*Given exercise*
Would you write out the entries below, every one of them, exactly?

** Begin Records supplied **

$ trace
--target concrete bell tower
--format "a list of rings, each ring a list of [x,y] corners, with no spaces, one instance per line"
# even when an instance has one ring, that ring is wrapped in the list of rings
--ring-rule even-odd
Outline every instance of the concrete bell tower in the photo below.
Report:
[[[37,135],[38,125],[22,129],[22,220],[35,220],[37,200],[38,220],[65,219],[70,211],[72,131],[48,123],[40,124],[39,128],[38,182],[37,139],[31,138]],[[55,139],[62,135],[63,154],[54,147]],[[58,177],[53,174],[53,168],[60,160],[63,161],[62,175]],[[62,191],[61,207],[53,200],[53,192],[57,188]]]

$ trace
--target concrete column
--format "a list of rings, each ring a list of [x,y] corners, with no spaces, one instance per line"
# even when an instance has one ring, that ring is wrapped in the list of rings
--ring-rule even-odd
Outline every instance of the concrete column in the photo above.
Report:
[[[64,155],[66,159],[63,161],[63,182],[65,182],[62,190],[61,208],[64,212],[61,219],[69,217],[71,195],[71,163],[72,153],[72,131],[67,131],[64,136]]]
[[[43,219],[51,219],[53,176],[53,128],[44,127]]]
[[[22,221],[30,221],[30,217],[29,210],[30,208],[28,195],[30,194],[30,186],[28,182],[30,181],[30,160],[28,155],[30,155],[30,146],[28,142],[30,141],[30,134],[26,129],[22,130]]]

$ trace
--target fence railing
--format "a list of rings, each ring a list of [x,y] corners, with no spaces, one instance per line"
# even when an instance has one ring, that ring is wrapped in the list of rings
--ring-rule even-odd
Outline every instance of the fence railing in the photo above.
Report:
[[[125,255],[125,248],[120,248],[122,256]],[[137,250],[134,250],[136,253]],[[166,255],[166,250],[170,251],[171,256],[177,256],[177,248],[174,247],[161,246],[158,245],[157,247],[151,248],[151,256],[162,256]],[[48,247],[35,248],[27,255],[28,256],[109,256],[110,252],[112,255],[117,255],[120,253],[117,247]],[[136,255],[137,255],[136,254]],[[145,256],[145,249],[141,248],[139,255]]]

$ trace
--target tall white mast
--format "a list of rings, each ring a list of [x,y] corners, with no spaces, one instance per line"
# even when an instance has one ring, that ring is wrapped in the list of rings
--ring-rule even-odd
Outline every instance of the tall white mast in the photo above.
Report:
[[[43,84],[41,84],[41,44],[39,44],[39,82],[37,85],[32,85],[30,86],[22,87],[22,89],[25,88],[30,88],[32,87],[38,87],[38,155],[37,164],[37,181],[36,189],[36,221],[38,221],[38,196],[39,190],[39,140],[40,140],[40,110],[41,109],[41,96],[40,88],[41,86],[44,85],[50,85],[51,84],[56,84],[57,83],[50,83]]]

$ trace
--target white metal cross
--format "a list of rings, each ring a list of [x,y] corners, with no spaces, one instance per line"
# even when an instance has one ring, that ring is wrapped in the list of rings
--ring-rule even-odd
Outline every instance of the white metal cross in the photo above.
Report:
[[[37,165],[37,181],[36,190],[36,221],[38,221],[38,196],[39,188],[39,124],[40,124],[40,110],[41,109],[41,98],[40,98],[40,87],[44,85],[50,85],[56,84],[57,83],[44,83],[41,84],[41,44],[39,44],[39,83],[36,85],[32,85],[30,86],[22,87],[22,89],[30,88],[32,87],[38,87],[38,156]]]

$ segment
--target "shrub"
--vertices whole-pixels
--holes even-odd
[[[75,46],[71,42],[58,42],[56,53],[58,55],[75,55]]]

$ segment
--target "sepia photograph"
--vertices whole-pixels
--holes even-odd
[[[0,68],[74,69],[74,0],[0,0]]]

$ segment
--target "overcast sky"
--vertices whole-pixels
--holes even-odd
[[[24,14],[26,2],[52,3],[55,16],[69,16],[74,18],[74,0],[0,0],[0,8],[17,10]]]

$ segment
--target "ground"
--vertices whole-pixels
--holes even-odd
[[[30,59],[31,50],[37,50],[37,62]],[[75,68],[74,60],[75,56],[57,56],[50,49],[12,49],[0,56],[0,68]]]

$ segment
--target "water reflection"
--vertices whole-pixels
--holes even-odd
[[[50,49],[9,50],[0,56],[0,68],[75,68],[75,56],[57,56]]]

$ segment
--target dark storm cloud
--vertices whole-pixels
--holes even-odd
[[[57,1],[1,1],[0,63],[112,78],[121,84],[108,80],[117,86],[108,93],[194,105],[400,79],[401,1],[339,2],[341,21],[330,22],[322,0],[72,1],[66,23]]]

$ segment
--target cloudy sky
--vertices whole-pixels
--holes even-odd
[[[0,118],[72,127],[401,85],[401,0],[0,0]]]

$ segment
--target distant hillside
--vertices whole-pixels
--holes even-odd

** End Records supplied **

*Solution*
$ trace
--target concrete bell tower
--format "a list of rings, each ring a list of [x,y] corners, with no spaces, one instance per line"
# even when an instance has one ring, that ring is wrapped in the list of rings
--ring-rule even-odd
Outline every instance of the concrete bell tower in the photo below.
Report:
[[[37,135],[38,125],[22,129],[22,220],[35,220],[37,200],[38,220],[65,219],[70,211],[72,131],[48,123],[40,124],[39,128],[38,182],[37,139],[31,138]],[[55,139],[62,135],[63,154],[54,147]],[[58,177],[53,174],[53,168],[60,160],[63,161],[62,175]],[[62,191],[61,207],[53,200],[53,192],[57,188]]]

$ trace
--target concrete column
--format "a list of rings, each ring a list of [x,y] corners, with no spaces, one instance per line"
# even when an instance has one ring, that ring is wrapped in the list of rings
--ring-rule even-odd
Outline every instance of the concrete column in the photo above.
Report:
[[[64,155],[66,159],[63,161],[63,182],[65,182],[62,190],[61,208],[64,212],[61,219],[69,217],[71,195],[71,163],[72,153],[72,131],[67,131],[64,136]]]
[[[43,219],[51,219],[53,176],[53,128],[44,127]]]
[[[22,221],[30,221],[30,217],[29,210],[30,208],[28,195],[30,194],[30,186],[28,182],[30,181],[30,160],[28,155],[30,155],[30,146],[28,142],[30,141],[30,134],[26,129],[22,130]]]

$ trace
--target fence railing
--format "a list of rings, each ring a list of [x,y] corners, with no spaces, one instance per line"
# even when an instance has one ring, that ring is wrapped in the list of rings
--ring-rule even-odd
Outline every instance of the fence railing in the photo above.
Report:
[[[125,255],[125,248],[120,248],[122,256]],[[137,250],[134,250],[136,253]],[[166,255],[166,250],[170,251],[171,256],[177,256],[177,248],[174,247],[161,246],[158,245],[157,247],[151,248],[151,256],[162,256]],[[48,247],[35,248],[27,255],[28,256],[109,256],[110,252],[112,255],[117,255],[120,253],[117,247]],[[136,255],[137,255],[136,254]],[[145,256],[145,249],[141,248],[139,255]]]

$ trace
--target tall white mast
--format "a list of rings, each ring a list of [x,y] corners, with no spaces, one instance per line"
# even when an instance has one ring, that ring is wrapped in the list of rings
--ring-rule even-odd
Outline every instance of the tall white mast in the photo above.
Report:
[[[43,84],[41,84],[41,44],[39,44],[39,82],[37,85],[32,85],[30,86],[22,87],[22,89],[25,88],[30,88],[32,87],[38,87],[38,155],[37,164],[37,181],[36,189],[36,221],[38,221],[38,196],[39,190],[39,140],[40,140],[40,110],[41,109],[41,96],[40,88],[41,86],[44,85],[50,85],[51,84],[56,84],[57,83],[50,83]]]

$ trace
--target white metal cross
--format "a list of rings, each ring a list of [x,y] corners, with no spaces, one instance per line"
# even when an instance has one ring, that ring is wrapped in the list of rings
--ring-rule even-odd
Outline every instance of the white metal cross in the photo above.
Report:
[[[37,165],[37,181],[36,190],[36,221],[38,221],[38,196],[39,188],[39,124],[40,124],[40,110],[41,109],[41,98],[40,98],[40,87],[44,85],[50,85],[56,84],[57,83],[44,83],[41,84],[41,44],[39,44],[39,83],[36,85],[32,85],[30,86],[22,87],[22,89],[30,88],[32,87],[38,87],[38,156]]]

$ segment
--target "shrub"
--vertices whole-pixels
--holes even-odd
[[[75,46],[71,42],[58,42],[56,53],[58,55],[75,55]]]

$ segment
--target "sepia photograph"
--vertices whole-pixels
--holes even-odd
[[[0,68],[74,69],[74,0],[0,0]]]

$ segment
--target "overcast sky"
--vertices whole-pixels
--holes even-odd
[[[24,14],[26,2],[52,3],[55,16],[69,16],[74,18],[74,0],[0,0],[0,8],[17,10]]]

$ segment
--target "ground"
--vertices whole-pixels
--holes even-odd
[[[30,59],[31,50],[37,50],[37,62]],[[75,68],[74,60],[75,56],[57,56],[50,49],[12,49],[0,56],[0,68]]]

$ segment
--target "water reflection"
--vertices whole-pixels
--holes even-odd
[[[50,49],[9,50],[0,56],[0,68],[75,68],[75,56],[57,56]]]

$ segment
--target dark storm cloud
--vertices whole-pixels
--holes even-odd
[[[57,1],[1,1],[0,63],[112,78],[121,84],[108,80],[117,86],[108,93],[194,105],[400,79],[401,1],[339,2],[341,21],[330,22],[322,0],[72,1],[66,23]]]

$ segment
--target cloudy sky
--vertices whole-pixels
--holes even-odd
[[[0,118],[72,127],[401,85],[401,0],[0,0]]]

$ segment
--target distant hillside
--vertices whole-pixels
--holes even-odd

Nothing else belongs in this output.